La peau s’expose à Paris

© Getty Images/iStockphoto

Elle a la taille d’un drap de lit et pèse deux fois plus que notre cerveau: la peau est l’héroïne, à partir de mercredi, d’une exposition au Musée de l’Homme à Paris conçue comme une exploration immersive du plus grand organe humain.

La peau couvre une surface de 1,5 m2 à 2 m2 selon les individus et elle pèse entre 3kg et 5 kg chez un adulte.

« On appréhende souvent la peau par rapport à son esthétique, son apparence. On ne réalise pas toujours que c’est elle qui permet aux organes internes de fonctionner correctement, en protégeant l’intérieur de notre corps du monde extérieur », souligne Françoise Bernerd, chercheuse chez L’Oréal, le groupe de cosmétiques qui a conçu l’exposition avec le musée public.

Pour commencer la visite, il faut se faufiler dans un tunnel dont les murs reproduisent en images très précises les différentes strates de la peau. En s’enfonçant, on passe de la couche cornée à l’épiderme puis au derme avec ses fibres longues.

◇ ◇ ◇ ◇ ◇ ◇ ◇

Problème à résoudre: Recopiez intégralement et sans la moindre modification l'article sur l'exposition consacrée à la peau au Musée de l'Homme.

◇ ◇ ◇ ◇ ◇ ◇ ◇

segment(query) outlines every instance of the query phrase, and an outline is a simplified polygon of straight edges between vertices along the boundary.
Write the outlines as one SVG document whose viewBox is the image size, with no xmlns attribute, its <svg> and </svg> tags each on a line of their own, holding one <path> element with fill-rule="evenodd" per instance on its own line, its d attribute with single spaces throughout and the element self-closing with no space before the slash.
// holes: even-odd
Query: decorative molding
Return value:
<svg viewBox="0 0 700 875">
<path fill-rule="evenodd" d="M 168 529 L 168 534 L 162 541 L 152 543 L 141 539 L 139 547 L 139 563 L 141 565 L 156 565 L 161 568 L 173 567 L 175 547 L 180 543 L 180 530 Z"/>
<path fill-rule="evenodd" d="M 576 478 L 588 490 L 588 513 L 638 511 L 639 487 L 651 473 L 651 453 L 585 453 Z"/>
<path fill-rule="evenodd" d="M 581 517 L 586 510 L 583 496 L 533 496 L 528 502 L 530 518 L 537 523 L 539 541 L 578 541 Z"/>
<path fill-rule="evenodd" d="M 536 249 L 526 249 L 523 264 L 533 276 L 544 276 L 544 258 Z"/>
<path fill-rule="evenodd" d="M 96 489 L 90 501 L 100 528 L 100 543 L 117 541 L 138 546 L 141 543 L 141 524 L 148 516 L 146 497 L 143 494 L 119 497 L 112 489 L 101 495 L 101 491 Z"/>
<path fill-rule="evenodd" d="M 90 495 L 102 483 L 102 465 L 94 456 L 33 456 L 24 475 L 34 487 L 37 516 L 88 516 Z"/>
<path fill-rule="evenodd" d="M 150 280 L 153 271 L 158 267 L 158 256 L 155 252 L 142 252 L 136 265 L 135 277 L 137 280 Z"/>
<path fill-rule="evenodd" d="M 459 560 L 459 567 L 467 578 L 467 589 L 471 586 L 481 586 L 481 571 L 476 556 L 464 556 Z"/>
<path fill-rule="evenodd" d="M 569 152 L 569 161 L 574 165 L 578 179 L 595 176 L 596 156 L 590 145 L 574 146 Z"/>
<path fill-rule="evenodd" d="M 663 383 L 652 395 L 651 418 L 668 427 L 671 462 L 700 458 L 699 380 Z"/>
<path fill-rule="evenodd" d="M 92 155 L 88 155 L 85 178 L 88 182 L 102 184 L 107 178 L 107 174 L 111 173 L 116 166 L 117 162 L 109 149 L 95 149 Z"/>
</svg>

◇ ◇ ◇ ◇ ◇ ◇ ◇

Réponse ci-dessous:
La peau s’expose à Paris

© Getty Images/iStockphoto

Elle a la taille d’un drap de lit et pèse deux fois plus que notre cerveau: la peau est l’héroïne, à partir de mercredi, d’une exposition au Musée de l’Homme à Paris conçue comme une exploration immersive du plus grand organe humain.

La peau couvre une surface de 1,5 m2 à 2 m2 selon les individus et elle pèse entre 3kg et 5 kg chez un adulte.

« On appréhende souvent la peau par rapport à son esthétique, son apparence. On ne réalise pas toujours que c’est elle qui permet aux organes internes de fonctionner correctement, en protégeant l’intérieur de notre corps du monde extérieur », souligne Françoise Bernerd, chercheuse chez L’Oréal, le groupe de cosmétiques qui a conçu l’exposition avec le musée public.

Pour commencer la visite, il faut se faufiler dans un tunnel dont les murs reproduisent en images très précises les différentes strates de la peau. En s’enfonçant, on passe de la couche cornée à l’épiderme puis au derme avec ses fibres longues.